[Coordinate labeling data]
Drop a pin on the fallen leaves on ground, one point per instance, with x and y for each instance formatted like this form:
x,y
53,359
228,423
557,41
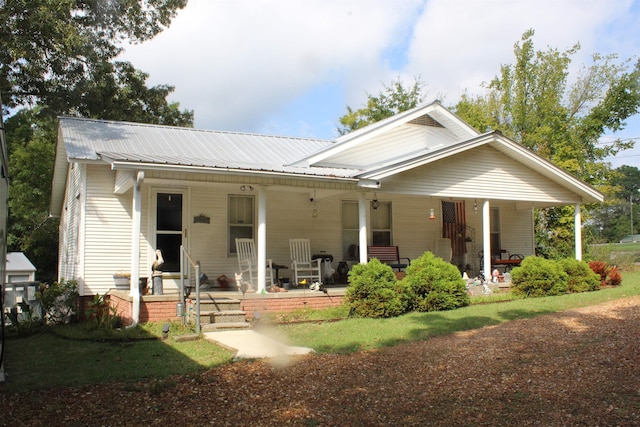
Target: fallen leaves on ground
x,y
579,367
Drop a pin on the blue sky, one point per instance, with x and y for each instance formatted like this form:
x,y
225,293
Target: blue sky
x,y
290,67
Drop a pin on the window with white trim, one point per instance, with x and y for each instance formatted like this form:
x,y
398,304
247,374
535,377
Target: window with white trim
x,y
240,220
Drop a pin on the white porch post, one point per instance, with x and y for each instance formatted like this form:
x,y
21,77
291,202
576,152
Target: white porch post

==

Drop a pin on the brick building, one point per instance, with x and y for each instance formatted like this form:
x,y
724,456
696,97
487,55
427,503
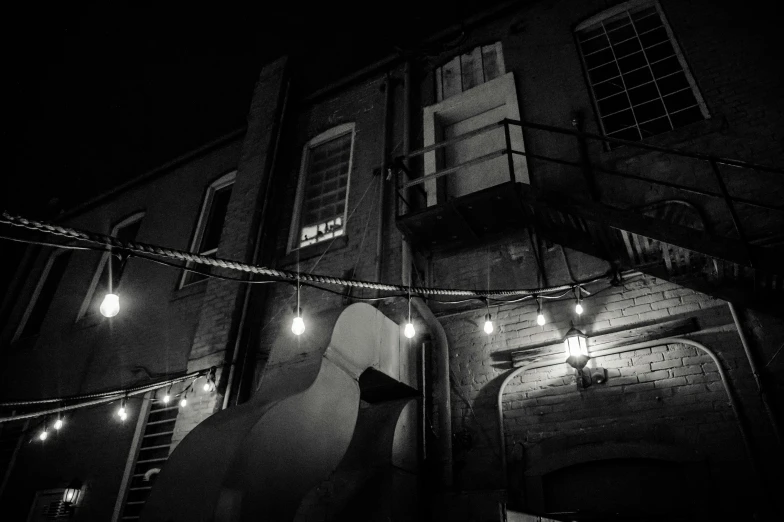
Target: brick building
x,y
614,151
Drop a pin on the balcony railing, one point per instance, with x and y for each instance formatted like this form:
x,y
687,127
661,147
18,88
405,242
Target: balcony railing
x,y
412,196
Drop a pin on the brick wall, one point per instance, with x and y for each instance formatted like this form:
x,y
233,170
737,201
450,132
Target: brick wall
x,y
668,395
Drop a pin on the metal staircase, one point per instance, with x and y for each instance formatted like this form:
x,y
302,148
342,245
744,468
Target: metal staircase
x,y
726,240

◆ Task directions
Copy the items from the line containing "Drop a pin on the fallen" through the line containing "Target: white porch post" in full, increasing each coordinate given as an answer by 91 and leaving out the pictures.

◆ Task solution
Drop a pin on the fallen leaves on ground, one point per instance, with x and y for each instance formatted like this form:
x,y
53,359
228,423
557,41
Target: fallen leaves on ground
x,y
670,458
Drop a pin on the blue sky, one point per instance, with x and y for each instance formatted like this form:
x,y
225,293
Target: blue sky
x,y
381,158
Drop a pin on the window with white trim, one point per instance, with x and y for each instance formatted like this form:
x,y
398,304
247,374
535,377
Target: window with white trim
x,y
331,311
Drop a pin on the white porch post, one point per instance, with x and y for each instance formatted like this form:
x,y
21,77
291,202
576,152
Target: white porch post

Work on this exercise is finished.